Attending College in the Fall, I need bad advice!

Ooh ooh! I’ve one more bit of advice that I forgot. The best bit I can give you:

When in a lecture, try really hard to understand and follow what is being said, don’t just write it down. Your lecture noes will be so much better cecause you will have written them in such a way that you, not the lecturer, can understand them. The amount of times that I got lecture notes off people that just didn’t make sense you wouldn’t believe.
When you get to the end of the year and have to study the crap nothing will wrongfoot you as much as having notes that don’t make sense because you mis-transcribed a variable or an equation or whatever. Also if you learn it in the lectures, even if you’ve forgotten it, you’ll (a) know that you can learn it, and (b) have the residual learning squirrelled away in your brain,which willl make it so much easier to get the second time.

Oh, a corollary to this is: actually go to the lectures. Tough one that.

Dangerosa, that was an excellent point - even though it probably won’t be, assume college will be the hardest educational experience of your life. College, for me, is actually easier than high school - but a good part of the reason for that is that I got in the habit, very early, of acting and scheduling as if it were tremendously difficult. Thus, I was able to get my work done, get good grades, and still have plenty of time to make utterly laughable attempts to get laid.

Some other advice: There are some people, in addition to professors, you really really need to be friends with.

▸ THE TASKS:
a. In the college advice thread, what corollary does the writer add to the tip about following lectures?
b. Write the next part of the college advice thread, continuing from its final sentence.
The lines that come next have no connection to the forum thread about college advice.

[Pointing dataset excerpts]
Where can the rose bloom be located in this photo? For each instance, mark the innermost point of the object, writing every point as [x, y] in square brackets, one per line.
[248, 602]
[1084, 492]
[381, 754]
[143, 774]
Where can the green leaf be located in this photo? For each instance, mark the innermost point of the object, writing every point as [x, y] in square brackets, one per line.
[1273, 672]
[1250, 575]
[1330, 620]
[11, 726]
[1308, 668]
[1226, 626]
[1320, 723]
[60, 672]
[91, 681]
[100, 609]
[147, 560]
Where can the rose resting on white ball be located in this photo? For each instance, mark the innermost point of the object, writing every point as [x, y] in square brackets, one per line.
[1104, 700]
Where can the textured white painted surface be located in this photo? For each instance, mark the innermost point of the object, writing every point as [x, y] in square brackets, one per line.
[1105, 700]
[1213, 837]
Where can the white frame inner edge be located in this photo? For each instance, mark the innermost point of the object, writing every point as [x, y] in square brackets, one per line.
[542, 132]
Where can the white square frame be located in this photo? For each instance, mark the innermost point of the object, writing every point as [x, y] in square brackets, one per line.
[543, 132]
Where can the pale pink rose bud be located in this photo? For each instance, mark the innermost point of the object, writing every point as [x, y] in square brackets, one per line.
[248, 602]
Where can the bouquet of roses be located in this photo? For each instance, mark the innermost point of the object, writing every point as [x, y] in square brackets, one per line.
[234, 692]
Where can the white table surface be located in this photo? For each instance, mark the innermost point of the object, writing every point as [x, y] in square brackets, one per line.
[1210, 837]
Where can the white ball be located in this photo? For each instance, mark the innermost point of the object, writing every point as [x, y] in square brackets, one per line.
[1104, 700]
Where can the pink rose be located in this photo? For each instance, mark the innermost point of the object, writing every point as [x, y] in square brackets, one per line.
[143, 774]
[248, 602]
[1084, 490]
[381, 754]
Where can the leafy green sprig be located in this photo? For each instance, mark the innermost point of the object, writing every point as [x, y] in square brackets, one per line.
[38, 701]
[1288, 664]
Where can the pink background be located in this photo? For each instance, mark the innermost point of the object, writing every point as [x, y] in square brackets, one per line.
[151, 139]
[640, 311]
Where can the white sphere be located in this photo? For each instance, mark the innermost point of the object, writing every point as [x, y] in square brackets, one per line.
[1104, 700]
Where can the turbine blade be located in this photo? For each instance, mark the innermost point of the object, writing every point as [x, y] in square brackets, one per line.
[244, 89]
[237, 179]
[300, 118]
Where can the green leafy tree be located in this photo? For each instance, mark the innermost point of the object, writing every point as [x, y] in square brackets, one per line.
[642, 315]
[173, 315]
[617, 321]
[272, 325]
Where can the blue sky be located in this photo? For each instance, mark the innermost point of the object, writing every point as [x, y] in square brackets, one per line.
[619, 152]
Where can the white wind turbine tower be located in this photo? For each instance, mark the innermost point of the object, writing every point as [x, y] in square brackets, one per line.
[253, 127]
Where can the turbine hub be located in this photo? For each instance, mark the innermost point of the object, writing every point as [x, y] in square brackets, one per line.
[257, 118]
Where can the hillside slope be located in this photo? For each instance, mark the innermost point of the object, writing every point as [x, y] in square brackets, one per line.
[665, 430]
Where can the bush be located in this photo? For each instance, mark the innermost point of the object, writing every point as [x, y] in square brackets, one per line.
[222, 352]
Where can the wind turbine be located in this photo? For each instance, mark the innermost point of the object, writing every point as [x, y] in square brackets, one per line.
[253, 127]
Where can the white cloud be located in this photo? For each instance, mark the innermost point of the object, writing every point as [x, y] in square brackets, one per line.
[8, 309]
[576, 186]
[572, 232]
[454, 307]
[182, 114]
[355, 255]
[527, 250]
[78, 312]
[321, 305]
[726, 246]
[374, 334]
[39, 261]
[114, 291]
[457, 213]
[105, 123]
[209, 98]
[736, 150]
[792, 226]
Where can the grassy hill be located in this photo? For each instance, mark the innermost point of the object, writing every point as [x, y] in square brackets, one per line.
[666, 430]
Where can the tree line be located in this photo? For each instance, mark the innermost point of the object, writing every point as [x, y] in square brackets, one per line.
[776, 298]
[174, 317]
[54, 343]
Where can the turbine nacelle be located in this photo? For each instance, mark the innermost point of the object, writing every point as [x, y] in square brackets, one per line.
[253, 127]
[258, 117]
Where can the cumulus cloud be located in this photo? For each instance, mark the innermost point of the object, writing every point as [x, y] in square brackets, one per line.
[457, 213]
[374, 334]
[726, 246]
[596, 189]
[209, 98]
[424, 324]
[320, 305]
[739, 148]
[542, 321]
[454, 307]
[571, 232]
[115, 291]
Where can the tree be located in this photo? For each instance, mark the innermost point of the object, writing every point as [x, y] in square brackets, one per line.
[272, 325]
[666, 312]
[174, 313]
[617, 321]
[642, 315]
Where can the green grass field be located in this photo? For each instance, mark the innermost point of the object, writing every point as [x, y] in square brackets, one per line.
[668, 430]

▸ EXPECTED ANSWERS:
a. Actually go to the lectures.

b.
Some of those people are in the IT department. Trust me, there will come a time when you spill beer on your keyboard - or worse - or your roomate kicks your CD-ROM drive when it’s open and snaps the tray because he’s drunk, or something like that. When this happens, it is very useful to be on good terms with IT, so that you can wander in and ask - very politely - if you could borrow a keyboard or spare part. Keyboards, in particular, they’ll often just give you - IT always has a bunch of keyboards lying around from donated/junk machines. So at the start of the year, make a point of dropping by, learning people’s names, and volunteering to help out. They probably won’t let you volunteer in IT - my school won’t, for liability reasons - but the fact you offered will get you big points.

If you ever intend, even once, to consume alcohol in your dorm, or hang out with people in your dorm who are drinking, or even to let someone throw out a beer can in your room, make damn sure you’re on good terms with the RAs. Not just your RA - all the RAs in the building. Say hi to them when you pass in the hall. Ask them how their day is going. When they’re on lobbey duty and everyone else is at a concert, give them your leftover pizza. And always, always, always be polite. If you do all these things, RAs will try very hard to avoid busting you. Not that they’ll ignore their duty, but they’ll be less likely to check a bag you’re bringing into the building, for example, or to knock on your door because “the music is on too loud” and see the beer pong table. Little things like that, which don’t seem like much but add up to the ability to get away with a LOT of stuff you might not be able to otherwise. And if you do get busted, having an RA on your side, talking about what a “Good kid” you are can make a huge difference.

Finally, be friends with the cafeteria ladies. If your school doesn’t let you take food out of the cafe, they’ll be more likely to look the other way and ignore suspicious styrofoam trays you stole from the snack bar. And if you lose your student ID, having a friend in the cafeteria can keep you from being denied access and going hungry.

Oh, one more thing: if you can be the person who always helps the other students in your dorm with their computers, this can be very useful.

More “good” advice-

Getting laid will be a big part of your life, not necessarily because you’re horny, but because everyone else is.

On move-in day, HELP EVERY CHICK YOU CAN!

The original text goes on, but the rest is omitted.